**WHAT YOU HAVE TO DO:** Render this sentence from the passage on disability accommodations below into Spanish: "Albany Medical College on principle opposes discrimination."

PASSAGE TO READ: Begin

Multiple federal mandates require educational and work organizations to not only avoid exclusions of individuals with identified disabilities, but to make reasonable accommodations to help enable success. These laws include Section 504 of the rehabilitation Act of 1973 (29 U.S.C. Section 794), the Americans with Disabilities Act of 1990 (42 U.S.C Subsection 12101, ADA), and the Americans with Disabilities Act Amendment Act of 2008 (Public Law 110-325, ADAAA). Albany Medical College on principle opposes discrimination. No qualified person with disabilities shall be excluded from participation, admission, matriculation, or denied benefits or subjected to discrimination solely by reason of his or her disability. Pursuant to federal regulation for post-secondary educational institutions, a person with disabilities can be required to meet the institution's "academic and technical standards." The Admission Committee and Promotions and Graduations Committee will not discriminate against qualified individuals with disabilities but will expect applicants and students to meet minimum academic and technical standards.

PASSAGE TO READ: End
EXTRACTED DATA: Begin

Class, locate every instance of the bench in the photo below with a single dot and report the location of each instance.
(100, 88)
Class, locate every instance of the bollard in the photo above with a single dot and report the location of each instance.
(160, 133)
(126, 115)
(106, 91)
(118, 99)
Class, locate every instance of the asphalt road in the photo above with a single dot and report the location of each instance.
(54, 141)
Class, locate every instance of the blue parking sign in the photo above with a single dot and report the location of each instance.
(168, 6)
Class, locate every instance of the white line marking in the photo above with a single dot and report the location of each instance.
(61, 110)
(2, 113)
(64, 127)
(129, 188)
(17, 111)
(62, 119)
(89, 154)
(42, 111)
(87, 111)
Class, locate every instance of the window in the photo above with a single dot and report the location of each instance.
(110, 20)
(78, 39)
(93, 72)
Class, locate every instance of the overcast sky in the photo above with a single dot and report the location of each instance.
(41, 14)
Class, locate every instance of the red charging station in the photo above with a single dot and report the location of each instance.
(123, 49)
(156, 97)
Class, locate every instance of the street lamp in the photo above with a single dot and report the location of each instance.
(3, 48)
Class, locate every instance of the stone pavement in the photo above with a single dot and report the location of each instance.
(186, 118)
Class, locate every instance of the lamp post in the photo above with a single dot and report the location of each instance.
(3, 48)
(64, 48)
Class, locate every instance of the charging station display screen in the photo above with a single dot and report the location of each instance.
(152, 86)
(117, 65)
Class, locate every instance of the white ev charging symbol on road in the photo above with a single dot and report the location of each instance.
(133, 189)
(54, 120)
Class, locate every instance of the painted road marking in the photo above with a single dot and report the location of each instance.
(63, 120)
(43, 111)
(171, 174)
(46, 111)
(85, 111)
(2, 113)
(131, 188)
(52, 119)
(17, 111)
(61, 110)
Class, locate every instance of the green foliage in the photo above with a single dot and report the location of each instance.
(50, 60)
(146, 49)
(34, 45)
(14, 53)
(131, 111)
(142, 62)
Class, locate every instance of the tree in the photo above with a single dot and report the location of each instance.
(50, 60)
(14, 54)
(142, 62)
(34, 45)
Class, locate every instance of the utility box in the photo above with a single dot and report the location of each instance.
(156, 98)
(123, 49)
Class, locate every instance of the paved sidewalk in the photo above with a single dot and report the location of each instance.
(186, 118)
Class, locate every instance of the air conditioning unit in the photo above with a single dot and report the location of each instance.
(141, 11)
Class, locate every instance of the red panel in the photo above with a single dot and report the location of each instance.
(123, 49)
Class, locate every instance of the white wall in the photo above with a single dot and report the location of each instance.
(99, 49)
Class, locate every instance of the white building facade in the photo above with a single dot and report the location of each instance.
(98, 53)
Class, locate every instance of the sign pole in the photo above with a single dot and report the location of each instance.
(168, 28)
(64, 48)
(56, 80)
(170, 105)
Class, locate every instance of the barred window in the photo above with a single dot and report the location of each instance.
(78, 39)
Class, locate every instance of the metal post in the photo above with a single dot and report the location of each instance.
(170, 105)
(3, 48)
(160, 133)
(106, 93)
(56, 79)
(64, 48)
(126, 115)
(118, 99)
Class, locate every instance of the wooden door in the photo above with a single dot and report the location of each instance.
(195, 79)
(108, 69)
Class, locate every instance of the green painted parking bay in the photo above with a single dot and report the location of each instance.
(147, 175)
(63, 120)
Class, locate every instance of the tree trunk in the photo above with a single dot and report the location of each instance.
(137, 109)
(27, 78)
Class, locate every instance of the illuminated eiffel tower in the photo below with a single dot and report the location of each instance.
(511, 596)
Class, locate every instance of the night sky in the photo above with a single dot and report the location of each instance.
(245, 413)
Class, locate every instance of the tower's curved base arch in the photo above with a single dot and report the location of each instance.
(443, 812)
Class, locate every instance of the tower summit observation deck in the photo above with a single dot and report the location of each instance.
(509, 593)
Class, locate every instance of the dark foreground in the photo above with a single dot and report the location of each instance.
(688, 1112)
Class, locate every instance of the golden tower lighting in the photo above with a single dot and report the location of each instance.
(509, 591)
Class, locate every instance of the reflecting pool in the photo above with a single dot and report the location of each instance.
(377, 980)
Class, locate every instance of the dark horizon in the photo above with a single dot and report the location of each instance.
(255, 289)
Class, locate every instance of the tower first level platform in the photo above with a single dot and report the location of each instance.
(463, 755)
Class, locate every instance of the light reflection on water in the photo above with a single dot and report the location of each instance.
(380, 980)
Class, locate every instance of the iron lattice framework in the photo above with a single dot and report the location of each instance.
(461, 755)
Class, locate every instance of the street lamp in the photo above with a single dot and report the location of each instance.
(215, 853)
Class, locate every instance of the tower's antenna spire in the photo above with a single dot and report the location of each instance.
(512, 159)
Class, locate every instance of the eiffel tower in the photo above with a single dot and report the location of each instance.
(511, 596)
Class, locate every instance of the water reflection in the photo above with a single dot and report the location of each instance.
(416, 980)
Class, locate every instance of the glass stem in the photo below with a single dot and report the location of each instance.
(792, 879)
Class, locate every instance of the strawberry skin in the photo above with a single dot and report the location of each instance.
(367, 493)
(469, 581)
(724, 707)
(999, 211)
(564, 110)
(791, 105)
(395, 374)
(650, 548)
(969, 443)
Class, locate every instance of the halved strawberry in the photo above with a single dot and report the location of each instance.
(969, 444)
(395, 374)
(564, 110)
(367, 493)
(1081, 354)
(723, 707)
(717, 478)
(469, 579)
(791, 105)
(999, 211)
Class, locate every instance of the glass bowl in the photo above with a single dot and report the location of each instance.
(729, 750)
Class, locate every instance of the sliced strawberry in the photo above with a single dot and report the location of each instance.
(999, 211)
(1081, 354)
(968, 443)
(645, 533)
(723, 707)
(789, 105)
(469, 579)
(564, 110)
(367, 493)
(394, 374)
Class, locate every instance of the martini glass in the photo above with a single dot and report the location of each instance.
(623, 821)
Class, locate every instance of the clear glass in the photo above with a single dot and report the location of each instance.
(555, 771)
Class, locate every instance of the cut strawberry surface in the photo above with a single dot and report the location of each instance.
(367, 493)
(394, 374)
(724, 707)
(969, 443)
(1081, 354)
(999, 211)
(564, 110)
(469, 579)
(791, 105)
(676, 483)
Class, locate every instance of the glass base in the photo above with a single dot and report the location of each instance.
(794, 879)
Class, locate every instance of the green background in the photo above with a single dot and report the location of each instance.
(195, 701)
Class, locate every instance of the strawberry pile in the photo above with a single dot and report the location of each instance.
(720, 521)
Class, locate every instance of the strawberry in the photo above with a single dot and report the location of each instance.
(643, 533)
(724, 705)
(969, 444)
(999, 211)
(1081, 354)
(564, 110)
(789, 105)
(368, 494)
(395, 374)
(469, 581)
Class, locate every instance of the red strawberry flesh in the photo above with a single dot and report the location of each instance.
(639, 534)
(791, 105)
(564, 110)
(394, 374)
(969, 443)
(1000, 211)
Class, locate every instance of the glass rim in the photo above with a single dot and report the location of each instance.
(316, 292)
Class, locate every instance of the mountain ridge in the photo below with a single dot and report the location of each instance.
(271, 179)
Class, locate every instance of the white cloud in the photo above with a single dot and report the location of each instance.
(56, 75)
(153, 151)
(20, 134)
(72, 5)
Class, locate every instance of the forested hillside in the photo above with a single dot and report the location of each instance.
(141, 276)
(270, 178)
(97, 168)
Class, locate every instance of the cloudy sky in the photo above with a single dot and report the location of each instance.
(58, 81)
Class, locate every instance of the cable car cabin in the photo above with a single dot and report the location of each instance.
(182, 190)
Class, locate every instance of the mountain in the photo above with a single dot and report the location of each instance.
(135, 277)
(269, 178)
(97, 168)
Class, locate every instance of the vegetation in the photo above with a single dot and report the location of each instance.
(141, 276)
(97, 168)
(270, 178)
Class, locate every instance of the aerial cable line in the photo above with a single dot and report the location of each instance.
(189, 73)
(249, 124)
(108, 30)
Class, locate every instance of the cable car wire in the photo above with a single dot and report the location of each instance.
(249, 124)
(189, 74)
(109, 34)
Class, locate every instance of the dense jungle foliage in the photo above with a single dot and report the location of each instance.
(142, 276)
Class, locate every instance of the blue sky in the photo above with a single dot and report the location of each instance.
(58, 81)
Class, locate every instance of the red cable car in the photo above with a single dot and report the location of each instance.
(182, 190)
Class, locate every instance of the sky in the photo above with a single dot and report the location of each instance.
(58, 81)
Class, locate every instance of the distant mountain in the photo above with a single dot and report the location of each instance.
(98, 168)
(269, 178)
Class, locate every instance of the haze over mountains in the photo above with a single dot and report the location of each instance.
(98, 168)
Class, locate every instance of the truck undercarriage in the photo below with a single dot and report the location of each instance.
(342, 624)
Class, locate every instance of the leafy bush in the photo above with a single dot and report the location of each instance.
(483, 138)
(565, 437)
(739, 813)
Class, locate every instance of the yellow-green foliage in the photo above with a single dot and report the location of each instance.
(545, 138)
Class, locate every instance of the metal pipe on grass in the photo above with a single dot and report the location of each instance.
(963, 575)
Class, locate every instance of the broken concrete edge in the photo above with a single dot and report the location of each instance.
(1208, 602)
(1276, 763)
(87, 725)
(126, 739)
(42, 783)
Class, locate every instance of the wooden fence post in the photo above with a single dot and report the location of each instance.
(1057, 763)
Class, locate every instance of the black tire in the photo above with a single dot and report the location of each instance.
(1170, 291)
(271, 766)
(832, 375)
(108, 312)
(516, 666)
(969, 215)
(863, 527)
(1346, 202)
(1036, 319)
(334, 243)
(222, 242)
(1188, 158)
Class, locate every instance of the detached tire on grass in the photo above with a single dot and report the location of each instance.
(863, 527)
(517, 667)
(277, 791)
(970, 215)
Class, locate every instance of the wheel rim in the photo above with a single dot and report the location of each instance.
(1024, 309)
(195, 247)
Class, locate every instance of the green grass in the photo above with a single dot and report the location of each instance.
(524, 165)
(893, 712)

EXTRACTED DATA: End

**ANSWER TO THE PROBLEM:** Albany Medical College se opone por principio a la discriminación.